### Provided records ###

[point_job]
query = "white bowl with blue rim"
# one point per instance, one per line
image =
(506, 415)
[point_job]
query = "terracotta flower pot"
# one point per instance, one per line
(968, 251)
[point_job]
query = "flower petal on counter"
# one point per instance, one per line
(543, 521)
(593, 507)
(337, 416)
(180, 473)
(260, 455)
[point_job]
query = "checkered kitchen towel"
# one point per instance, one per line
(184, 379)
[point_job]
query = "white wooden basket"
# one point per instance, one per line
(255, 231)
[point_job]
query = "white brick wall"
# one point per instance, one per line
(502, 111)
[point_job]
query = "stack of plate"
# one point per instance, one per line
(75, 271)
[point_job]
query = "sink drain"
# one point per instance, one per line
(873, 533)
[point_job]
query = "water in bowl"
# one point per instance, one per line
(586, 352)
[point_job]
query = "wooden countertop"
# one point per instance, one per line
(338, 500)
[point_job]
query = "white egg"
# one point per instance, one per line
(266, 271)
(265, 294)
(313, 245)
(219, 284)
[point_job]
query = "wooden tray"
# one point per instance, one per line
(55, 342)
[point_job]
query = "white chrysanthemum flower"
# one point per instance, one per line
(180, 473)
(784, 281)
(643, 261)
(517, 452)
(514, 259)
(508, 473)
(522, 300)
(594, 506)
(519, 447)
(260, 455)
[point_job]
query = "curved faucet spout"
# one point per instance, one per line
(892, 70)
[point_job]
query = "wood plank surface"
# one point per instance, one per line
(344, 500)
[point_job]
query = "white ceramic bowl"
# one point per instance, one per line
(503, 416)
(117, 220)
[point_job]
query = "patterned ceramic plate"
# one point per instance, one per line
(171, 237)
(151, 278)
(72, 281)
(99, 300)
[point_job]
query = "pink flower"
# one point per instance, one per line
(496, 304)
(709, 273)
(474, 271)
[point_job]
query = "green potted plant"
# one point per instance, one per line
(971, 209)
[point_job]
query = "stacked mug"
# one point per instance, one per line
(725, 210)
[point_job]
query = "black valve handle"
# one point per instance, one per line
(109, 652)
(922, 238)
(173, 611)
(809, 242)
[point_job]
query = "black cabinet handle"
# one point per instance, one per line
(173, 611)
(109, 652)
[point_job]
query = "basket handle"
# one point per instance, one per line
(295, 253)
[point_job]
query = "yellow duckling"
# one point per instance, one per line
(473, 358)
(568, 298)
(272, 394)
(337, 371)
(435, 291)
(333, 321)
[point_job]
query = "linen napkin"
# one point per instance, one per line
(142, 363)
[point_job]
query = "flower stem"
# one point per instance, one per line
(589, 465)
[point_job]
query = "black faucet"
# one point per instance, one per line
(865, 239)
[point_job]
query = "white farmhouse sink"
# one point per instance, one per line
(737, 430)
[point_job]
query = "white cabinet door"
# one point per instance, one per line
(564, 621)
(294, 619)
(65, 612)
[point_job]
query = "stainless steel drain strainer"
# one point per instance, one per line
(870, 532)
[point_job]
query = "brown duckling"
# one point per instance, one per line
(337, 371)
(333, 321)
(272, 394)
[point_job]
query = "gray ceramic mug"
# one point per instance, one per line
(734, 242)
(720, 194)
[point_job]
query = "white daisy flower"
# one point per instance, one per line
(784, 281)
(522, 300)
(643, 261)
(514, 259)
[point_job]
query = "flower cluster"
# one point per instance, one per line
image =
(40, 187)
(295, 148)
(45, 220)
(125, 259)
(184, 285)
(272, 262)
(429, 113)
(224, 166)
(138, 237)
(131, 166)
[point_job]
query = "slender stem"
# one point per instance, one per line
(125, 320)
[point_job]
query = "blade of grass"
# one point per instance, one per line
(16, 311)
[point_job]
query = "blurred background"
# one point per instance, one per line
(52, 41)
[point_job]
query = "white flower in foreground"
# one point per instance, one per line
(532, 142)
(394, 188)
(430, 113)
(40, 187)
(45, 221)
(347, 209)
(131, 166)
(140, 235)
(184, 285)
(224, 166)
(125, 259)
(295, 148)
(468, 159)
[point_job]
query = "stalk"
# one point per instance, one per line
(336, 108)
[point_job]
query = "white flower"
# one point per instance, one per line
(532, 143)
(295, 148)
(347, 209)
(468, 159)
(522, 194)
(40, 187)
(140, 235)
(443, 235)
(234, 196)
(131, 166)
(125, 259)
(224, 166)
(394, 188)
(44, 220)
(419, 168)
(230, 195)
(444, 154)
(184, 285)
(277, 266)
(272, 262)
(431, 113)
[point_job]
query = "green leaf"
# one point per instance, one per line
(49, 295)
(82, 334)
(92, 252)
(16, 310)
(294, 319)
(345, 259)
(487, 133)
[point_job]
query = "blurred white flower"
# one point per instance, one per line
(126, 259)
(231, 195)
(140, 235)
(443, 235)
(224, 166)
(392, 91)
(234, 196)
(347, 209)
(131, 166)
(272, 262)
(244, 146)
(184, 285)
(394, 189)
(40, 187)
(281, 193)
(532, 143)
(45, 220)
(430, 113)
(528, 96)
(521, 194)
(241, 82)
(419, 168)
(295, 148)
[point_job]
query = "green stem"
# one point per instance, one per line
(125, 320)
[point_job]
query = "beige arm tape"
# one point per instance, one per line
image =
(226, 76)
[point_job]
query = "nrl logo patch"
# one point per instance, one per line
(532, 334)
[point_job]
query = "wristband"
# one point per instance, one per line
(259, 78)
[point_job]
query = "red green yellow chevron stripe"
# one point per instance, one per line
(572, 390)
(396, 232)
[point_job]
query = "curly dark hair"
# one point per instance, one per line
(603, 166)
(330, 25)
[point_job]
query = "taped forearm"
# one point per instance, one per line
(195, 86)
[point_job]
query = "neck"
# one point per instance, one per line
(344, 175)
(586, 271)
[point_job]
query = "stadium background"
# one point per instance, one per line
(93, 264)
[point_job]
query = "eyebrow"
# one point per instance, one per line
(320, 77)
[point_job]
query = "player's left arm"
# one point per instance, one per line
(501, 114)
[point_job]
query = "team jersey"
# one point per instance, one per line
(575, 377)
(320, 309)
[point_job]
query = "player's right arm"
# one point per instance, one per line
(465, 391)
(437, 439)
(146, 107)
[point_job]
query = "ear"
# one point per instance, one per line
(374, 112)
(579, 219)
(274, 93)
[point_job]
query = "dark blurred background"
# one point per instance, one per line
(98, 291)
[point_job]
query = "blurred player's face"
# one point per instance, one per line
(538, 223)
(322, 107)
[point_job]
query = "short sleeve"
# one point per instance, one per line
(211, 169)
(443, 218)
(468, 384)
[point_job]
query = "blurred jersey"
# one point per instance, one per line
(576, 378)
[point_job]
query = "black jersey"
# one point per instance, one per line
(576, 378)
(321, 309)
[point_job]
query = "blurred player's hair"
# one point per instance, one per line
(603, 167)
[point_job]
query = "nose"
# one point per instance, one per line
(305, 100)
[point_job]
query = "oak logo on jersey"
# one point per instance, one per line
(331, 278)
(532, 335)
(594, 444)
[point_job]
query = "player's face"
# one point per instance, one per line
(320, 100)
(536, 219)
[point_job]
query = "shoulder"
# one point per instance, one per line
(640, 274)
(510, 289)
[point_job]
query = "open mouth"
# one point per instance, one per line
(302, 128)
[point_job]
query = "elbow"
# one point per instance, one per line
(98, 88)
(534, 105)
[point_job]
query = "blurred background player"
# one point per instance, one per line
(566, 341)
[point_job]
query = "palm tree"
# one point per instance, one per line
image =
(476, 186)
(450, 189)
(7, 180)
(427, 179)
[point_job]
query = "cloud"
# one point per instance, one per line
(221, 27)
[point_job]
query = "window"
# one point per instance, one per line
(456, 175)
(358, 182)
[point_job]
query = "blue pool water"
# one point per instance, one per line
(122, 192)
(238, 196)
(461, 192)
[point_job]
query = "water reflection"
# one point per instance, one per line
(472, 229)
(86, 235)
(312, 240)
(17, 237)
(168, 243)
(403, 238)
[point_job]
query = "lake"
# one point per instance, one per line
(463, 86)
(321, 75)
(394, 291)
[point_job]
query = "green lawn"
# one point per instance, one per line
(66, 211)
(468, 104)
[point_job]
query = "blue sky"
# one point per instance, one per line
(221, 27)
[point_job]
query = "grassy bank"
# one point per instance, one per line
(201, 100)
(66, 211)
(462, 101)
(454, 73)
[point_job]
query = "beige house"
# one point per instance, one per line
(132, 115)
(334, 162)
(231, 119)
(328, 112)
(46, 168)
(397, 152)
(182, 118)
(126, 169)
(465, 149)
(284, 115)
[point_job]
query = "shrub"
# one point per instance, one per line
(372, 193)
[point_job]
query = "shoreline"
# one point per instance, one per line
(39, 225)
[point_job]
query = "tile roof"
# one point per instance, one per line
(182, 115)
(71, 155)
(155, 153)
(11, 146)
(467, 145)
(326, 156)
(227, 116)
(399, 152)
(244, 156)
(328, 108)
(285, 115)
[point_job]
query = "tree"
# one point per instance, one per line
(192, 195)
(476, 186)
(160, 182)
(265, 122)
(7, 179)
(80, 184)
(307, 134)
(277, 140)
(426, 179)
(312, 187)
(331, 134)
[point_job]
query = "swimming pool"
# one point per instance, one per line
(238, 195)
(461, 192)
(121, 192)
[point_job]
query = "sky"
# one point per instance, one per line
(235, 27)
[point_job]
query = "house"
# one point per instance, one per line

###

Task statement :: Identify every line in the items above that contains the word "dark", and copy each one. Case counts.

Reply to the exercise ::
query = "curly dark hair"
query = "dark blurred background"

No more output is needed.